— Start of EXCERPTED TEXT —

BETS ‘N PIECES: Wasn’t it interesting how Johnny, aboard Curlin Stakes winner Connect, invited Javier up the rail with Gift Box and kept him pinned down on the fence? "I was just trying to hold that horse in there,” said Velazquez. "It was definitely my choice… It seemed like every time you're on the rail all day long they don't finish very well.” Diary, they haven’t all meeting long--until Saturday...

— End of EXCERPTED TEXT —
— Start of MATERIAL SUPPLIED —

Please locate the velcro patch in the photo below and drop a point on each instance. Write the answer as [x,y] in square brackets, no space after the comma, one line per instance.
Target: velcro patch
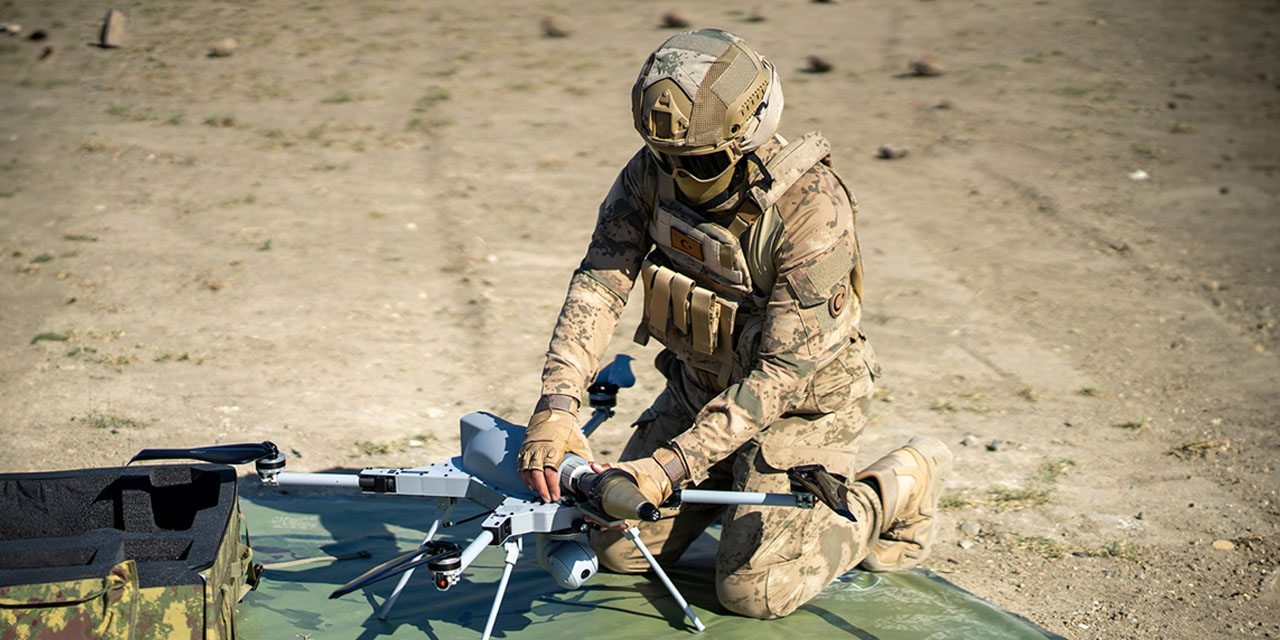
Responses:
[686,243]
[816,284]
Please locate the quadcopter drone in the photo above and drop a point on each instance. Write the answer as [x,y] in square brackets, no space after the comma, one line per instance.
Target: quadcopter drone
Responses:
[485,474]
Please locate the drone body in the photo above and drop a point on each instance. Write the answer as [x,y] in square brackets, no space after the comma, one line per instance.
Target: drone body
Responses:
[485,474]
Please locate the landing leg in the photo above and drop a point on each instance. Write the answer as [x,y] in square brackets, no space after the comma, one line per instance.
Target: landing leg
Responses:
[634,535]
[512,548]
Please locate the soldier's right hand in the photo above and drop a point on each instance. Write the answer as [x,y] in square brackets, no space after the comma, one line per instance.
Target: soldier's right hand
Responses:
[551,434]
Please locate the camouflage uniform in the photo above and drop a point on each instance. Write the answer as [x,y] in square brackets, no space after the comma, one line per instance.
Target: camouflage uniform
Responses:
[789,392]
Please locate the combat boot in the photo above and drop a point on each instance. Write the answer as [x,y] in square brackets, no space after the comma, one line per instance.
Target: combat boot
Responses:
[909,483]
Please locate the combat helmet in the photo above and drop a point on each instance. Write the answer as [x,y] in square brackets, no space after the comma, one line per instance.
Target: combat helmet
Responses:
[702,103]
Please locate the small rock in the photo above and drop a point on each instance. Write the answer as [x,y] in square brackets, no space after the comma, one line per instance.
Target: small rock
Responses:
[223,48]
[113,28]
[818,64]
[891,152]
[928,64]
[556,27]
[677,19]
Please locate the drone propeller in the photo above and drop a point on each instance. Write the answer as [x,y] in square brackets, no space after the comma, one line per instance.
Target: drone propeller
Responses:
[432,552]
[241,453]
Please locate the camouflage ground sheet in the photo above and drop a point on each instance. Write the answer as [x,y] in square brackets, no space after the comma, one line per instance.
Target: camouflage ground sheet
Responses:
[293,602]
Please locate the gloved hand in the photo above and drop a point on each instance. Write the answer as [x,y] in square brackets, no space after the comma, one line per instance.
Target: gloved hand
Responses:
[658,475]
[551,434]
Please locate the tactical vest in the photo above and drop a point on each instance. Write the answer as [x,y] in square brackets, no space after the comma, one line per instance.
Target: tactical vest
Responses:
[705,286]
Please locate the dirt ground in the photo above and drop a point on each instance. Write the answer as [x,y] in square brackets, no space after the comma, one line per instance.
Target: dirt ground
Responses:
[360,225]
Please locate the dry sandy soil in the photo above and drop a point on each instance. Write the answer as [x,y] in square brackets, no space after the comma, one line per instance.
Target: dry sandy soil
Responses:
[360,227]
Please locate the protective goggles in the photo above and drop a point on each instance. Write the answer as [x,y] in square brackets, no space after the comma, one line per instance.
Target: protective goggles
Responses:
[703,168]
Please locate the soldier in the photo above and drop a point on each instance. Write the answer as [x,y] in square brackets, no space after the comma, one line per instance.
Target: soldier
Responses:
[748,254]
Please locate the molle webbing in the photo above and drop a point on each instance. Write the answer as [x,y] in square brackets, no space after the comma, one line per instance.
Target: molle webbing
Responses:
[689,319]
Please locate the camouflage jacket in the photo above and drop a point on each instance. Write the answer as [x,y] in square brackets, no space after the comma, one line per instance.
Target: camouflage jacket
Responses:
[798,336]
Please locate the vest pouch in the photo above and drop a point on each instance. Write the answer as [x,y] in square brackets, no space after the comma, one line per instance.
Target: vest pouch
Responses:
[691,321]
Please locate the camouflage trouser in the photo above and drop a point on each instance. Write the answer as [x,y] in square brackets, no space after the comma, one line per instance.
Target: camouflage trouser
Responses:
[771,560]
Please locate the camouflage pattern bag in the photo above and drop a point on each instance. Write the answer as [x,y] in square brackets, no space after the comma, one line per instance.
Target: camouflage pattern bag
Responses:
[182,577]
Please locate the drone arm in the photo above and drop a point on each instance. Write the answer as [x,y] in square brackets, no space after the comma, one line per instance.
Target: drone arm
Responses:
[304,479]
[764,499]
[472,551]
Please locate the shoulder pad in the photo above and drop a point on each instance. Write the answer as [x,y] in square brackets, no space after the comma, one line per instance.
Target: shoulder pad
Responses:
[789,165]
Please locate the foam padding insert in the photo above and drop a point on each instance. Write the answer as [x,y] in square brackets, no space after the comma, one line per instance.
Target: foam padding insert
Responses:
[69,525]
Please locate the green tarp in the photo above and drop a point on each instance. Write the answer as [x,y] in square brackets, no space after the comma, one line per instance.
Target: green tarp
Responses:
[292,602]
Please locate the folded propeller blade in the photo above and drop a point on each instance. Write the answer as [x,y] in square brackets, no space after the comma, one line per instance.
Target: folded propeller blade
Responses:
[391,568]
[241,453]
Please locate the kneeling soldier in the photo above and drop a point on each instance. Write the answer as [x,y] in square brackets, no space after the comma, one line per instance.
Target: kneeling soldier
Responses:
[746,248]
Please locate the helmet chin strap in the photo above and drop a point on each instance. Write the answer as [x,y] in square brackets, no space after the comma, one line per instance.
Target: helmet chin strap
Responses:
[735,186]
[739,183]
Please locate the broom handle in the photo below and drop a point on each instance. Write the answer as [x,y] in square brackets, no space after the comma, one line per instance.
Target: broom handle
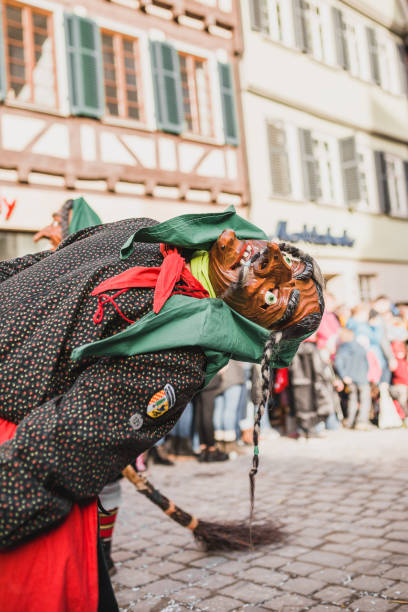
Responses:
[146,488]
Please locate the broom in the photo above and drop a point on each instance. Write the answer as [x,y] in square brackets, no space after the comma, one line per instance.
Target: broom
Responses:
[234,535]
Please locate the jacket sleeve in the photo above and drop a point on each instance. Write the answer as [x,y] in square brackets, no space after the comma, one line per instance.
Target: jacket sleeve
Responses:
[67,449]
[14,266]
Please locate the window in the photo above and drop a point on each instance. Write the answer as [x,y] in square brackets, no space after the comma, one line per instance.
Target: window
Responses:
[323,156]
[353,45]
[389,65]
[365,285]
[29,55]
[195,92]
[276,20]
[279,162]
[121,76]
[396,186]
[314,29]
[308,24]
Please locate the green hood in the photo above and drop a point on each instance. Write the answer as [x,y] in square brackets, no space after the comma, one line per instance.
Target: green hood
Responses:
[82,216]
[208,323]
[194,231]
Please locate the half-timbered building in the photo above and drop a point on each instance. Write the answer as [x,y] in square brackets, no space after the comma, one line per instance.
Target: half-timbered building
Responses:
[131,103]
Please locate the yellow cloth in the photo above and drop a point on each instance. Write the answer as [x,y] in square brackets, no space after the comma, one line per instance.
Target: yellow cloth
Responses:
[199,269]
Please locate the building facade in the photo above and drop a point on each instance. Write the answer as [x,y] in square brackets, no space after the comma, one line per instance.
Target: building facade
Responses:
[324,90]
[131,103]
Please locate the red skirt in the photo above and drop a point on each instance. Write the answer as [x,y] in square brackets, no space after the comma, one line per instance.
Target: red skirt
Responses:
[58,570]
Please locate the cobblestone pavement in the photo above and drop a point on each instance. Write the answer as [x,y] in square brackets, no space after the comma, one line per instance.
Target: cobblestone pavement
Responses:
[343,503]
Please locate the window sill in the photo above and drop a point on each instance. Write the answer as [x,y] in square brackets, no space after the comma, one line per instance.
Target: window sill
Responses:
[128,123]
[330,206]
[34,107]
[202,139]
[397,217]
[333,67]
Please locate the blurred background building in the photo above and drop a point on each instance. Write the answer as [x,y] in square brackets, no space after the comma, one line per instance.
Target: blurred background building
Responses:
[326,120]
[132,104]
[295,111]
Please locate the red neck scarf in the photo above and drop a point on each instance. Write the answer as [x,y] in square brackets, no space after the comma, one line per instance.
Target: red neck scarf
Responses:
[170,278]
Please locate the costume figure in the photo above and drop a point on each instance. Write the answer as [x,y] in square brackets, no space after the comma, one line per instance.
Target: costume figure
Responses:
[100,355]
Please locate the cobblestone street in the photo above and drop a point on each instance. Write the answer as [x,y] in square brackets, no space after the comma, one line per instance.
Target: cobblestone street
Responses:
[342,501]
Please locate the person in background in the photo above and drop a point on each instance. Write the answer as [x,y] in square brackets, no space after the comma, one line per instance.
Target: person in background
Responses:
[329,328]
[180,438]
[380,319]
[226,415]
[365,322]
[310,391]
[351,364]
[204,409]
[399,382]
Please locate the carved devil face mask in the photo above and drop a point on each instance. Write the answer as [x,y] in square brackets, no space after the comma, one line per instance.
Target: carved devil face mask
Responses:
[261,282]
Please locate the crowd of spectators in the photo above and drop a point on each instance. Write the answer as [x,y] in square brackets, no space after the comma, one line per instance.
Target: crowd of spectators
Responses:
[352,373]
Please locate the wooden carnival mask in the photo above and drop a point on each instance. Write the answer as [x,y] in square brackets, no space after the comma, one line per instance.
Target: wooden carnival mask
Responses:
[261,282]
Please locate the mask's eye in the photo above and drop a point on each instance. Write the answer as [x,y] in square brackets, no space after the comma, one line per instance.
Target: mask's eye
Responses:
[270,298]
[288,259]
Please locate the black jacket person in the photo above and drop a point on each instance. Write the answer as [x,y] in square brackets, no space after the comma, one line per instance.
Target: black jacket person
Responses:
[87,392]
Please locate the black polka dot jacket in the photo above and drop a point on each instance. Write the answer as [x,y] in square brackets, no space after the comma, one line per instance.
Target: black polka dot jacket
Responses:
[79,423]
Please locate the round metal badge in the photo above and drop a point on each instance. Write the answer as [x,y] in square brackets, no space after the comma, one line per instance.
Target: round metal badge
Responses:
[136,421]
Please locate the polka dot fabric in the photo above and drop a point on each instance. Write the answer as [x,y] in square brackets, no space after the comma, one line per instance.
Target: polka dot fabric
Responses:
[74,433]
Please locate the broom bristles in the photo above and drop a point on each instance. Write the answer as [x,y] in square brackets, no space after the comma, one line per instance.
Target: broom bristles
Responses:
[236,535]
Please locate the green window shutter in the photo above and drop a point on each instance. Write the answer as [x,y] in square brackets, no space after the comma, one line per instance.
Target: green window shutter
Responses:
[382,182]
[167,87]
[403,53]
[85,73]
[278,155]
[405,163]
[229,109]
[349,165]
[311,177]
[302,38]
[3,78]
[373,55]
[342,54]
[259,15]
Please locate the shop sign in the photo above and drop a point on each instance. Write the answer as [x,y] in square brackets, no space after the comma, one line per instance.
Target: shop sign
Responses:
[313,236]
[6,207]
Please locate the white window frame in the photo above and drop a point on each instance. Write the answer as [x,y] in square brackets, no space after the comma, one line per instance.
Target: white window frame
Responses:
[396,186]
[325,152]
[315,23]
[366,168]
[389,64]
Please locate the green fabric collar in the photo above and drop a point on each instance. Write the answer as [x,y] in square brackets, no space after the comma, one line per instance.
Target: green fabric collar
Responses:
[199,265]
[82,216]
[208,323]
[194,231]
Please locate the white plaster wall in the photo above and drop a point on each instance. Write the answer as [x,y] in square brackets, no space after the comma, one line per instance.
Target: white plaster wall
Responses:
[285,74]
[35,205]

— End of MATERIAL SUPPLIED —

_SET EXERCISE 1_
Count the lines in the rows that contain "camouflage", treating case as significant, and reply with the number alone.
_SET EXERCISE 2_
Please carry the horse racing excerpt forward from its final sentence, keeping its voice.

_RESULT 1_
10

_RESULT 2_
IMPERTINENT QUESTIONS: Can today’s Haskell, wet track notwithstanding, produce a race dynamic similar to Saturday’s Hirsch in which Stellar Wind stalked and pounced on her way to a hard fought victory..? It sure appears as if Gun Runner will stalk rail-drawing Nyquist, or slip into a catbird-seat trip if someone else takes up the chase..? And isn’t the loose Spa surface, which Exaggerator didn’t handle to Keith Desormeaux’s satisfaction, the reason he will prep for a share of a million-dollar purse rather than train up to the Travers? That and the promise of a wet track, too… My heart can’t wait to see Tepin vs. Lady Eli in the Ballston Spa, but my head sure can. If I’m the trainer of either filly, do I want to see this battle now, with Tepin not 100% recovered by her ambitious early-mid season schedule vs. Lady Eli, after having recovered from a year-long battle with laminitis? If I’m Mark Casse, I’m taking a few extra weeks and Breeders' Cup prep in the Woodbine Mile, her best go, even if against males. If I’m Chad Brown, I’m looking for a softer spot for my filly’s return. Alas, it’s not my call to make, clearly being way above my pay grade.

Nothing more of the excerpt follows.